Records from a data collection:
══════════════════════════════

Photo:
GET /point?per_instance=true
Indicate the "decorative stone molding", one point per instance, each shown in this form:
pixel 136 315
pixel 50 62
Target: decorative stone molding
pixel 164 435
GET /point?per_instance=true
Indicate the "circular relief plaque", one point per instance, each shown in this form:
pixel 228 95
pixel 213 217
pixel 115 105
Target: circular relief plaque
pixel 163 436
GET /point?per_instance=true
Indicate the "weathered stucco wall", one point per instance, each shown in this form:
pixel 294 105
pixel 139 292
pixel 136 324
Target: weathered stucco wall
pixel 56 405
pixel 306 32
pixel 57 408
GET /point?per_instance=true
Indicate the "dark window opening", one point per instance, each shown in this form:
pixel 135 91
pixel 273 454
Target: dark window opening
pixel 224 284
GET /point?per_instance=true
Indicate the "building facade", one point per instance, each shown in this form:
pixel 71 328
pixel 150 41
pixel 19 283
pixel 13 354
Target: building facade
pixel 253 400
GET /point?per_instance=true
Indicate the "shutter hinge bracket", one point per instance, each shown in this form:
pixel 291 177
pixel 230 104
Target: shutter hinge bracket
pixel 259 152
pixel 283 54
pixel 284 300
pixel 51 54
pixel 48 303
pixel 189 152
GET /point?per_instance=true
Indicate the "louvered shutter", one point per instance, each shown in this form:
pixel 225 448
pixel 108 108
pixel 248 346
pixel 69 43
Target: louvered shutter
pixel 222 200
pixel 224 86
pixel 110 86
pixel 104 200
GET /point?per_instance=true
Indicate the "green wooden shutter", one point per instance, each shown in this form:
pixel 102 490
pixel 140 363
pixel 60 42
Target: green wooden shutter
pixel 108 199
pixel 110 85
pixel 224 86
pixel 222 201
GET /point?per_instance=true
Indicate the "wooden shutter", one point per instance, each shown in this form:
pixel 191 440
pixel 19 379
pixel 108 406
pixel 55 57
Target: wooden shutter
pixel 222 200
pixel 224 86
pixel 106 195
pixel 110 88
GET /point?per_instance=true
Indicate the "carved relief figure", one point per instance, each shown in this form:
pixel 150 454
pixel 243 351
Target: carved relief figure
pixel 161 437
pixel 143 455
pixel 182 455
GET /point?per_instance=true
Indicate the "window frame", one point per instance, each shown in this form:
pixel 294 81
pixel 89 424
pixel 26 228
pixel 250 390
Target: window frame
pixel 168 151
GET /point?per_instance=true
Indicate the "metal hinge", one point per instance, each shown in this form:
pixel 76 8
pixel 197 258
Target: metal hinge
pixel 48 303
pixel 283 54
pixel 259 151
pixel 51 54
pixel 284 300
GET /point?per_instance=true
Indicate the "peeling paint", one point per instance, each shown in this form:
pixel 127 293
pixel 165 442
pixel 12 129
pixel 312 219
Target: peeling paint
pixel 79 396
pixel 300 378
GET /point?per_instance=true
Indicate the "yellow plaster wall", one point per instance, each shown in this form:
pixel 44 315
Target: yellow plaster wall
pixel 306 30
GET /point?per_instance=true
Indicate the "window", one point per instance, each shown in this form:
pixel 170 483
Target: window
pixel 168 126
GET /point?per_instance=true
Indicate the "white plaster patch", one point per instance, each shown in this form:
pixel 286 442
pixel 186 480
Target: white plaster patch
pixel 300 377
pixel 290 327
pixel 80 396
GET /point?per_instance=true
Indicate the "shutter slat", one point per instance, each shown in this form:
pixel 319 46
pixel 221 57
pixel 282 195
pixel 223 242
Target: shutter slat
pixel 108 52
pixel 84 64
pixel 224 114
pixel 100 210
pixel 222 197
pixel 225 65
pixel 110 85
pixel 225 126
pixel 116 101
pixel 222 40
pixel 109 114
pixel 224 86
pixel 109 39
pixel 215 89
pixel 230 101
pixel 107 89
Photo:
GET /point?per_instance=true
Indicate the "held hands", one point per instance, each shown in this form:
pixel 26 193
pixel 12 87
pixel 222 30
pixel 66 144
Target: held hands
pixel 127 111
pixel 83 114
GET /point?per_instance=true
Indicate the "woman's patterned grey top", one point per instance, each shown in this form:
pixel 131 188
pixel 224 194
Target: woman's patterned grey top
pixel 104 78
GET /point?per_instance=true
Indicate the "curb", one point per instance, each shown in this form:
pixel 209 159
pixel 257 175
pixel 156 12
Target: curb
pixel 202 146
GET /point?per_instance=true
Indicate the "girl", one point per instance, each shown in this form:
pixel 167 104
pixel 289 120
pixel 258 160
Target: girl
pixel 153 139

══════════════════════════════

Task goal: Repeat the data above word for word, from start to end.

Task answer:
Photo:
GET /point?per_instance=true
Indicate the "decorative stone molding", one point per instance, each shown in this form:
pixel 136 315
pixel 50 62
Target: decorative stone molding
pixel 164 435
GET /point?per_instance=true
Indicate the "circular relief plaque", one point per instance, each shown in this form:
pixel 228 95
pixel 213 217
pixel 115 105
Target: circular relief plaque
pixel 163 436
GET /point?per_instance=true
Indicate the "weathered stucco wall", one point per instance, each shown in this form:
pixel 294 105
pixel 139 292
pixel 136 324
Target: weathered stucco wall
pixel 56 405
pixel 306 32
pixel 57 408
GET /point?per_instance=true
Indicate the "dark window opening", one point per instance, each shown in this form:
pixel 135 91
pixel 273 454
Target: dark window opening
pixel 224 284
GET /point?per_instance=true
Indicate the "building facade", one point per instance, each shown in this form:
pixel 71 328
pixel 150 41
pixel 19 283
pixel 13 354
Target: building facade
pixel 253 400
GET /point?per_instance=true
Indicate the "shutter hinge bracket", one point per instance, each shown in this form:
pixel 291 177
pixel 230 104
Target: shutter hinge bracket
pixel 259 152
pixel 283 54
pixel 284 300
pixel 51 54
pixel 48 303
pixel 189 152
GET /point?per_instance=true
Indicate the "louvered shutter", one point per instance, each shown in this form:
pixel 225 448
pixel 108 108
pixel 248 346
pixel 69 43
Target: louvered shutter
pixel 222 200
pixel 224 86
pixel 110 86
pixel 104 200
GET /point?per_instance=true
Indicate the "green wooden shutter", one point per instance, each shown in this form:
pixel 102 490
pixel 140 363
pixel 60 42
Target: green wooden shutter
pixel 108 199
pixel 110 85
pixel 224 86
pixel 222 201
GET /point?per_instance=true
Indicate the "wooden shutter", one point per instance, each shown in this form:
pixel 191 440
pixel 19 379
pixel 108 406
pixel 55 57
Target: wooden shutter
pixel 222 200
pixel 224 86
pixel 106 195
pixel 110 88
GET /point?per_instance=true
Indicate the "carved relief figure", one point per instance, each shown in this form:
pixel 150 454
pixel 243 351
Target: carved relief figure
pixel 161 437
pixel 143 455
pixel 182 455
GET /point?per_instance=true
Indicate the "window frame", one point per instance, each shown in this form:
pixel 294 81
pixel 89 424
pixel 26 228
pixel 250 390
Target: window frame
pixel 168 151
GET /point?per_instance=true
Indicate the "metal hinge", one point per instance, each shown in this form:
pixel 76 8
pixel 197 258
Target: metal hinge
pixel 48 303
pixel 283 54
pixel 259 151
pixel 51 54
pixel 284 300
GET /point?per_instance=true
Indicate the "peeling paint", one point per instance, each shown in this form:
pixel 127 293
pixel 165 442
pixel 12 129
pixel 312 219
Target: peeling paint
pixel 79 396
pixel 300 378
GET /point?per_instance=true
Indicate the "yellow plaster wall", one point per instance, each shown in this form:
pixel 44 315
Target: yellow plaster wall
pixel 306 30
GET /point?per_instance=true
Indicate the "window", one point per instance, each shown in this form:
pixel 170 483
Target: window
pixel 168 126
GET /point?per_instance=true
Indicate the "white plaster patch", one point per instance, each shown in this form:
pixel 286 442
pixel 186 480
Target: white plaster patch
pixel 300 377
pixel 290 327
pixel 80 396
GET /point?per_instance=true
Indicate the "shutter slat", one point per instance, each shown in this form:
pixel 319 46
pixel 221 57
pixel 282 195
pixel 223 242
Target: shutter slat
pixel 108 52
pixel 84 64
pixel 224 114
pixel 100 210
pixel 222 197
pixel 225 65
pixel 110 85
pixel 225 126
pixel 116 101
pixel 222 40
pixel 109 114
pixel 224 86
pixel 109 39
pixel 215 89
pixel 230 101
pixel 107 89
Photo:
GET /point?per_instance=true
Indicate the "held hands", one point per instance, each shown in this form:
pixel 26 193
pixel 12 87
pixel 222 30
pixel 66 144
Target: held hands
pixel 127 111
pixel 83 114
GET /point?per_instance=true
Indicate the "woman's patterned grey top", one point per instance, each shown in this form:
pixel 131 188
pixel 224 194
Target: woman's patterned grey top
pixel 104 78
GET /point?per_instance=true
Indicate the "curb", one point per instance, each shown in this form:
pixel 209 159
pixel 257 175
pixel 156 12
Target: curb
pixel 202 146
GET /point?per_instance=true
Indicate the "girl", one point per instance, each shown in this form:
pixel 167 104
pixel 289 120
pixel 258 160
Target: girl
pixel 153 139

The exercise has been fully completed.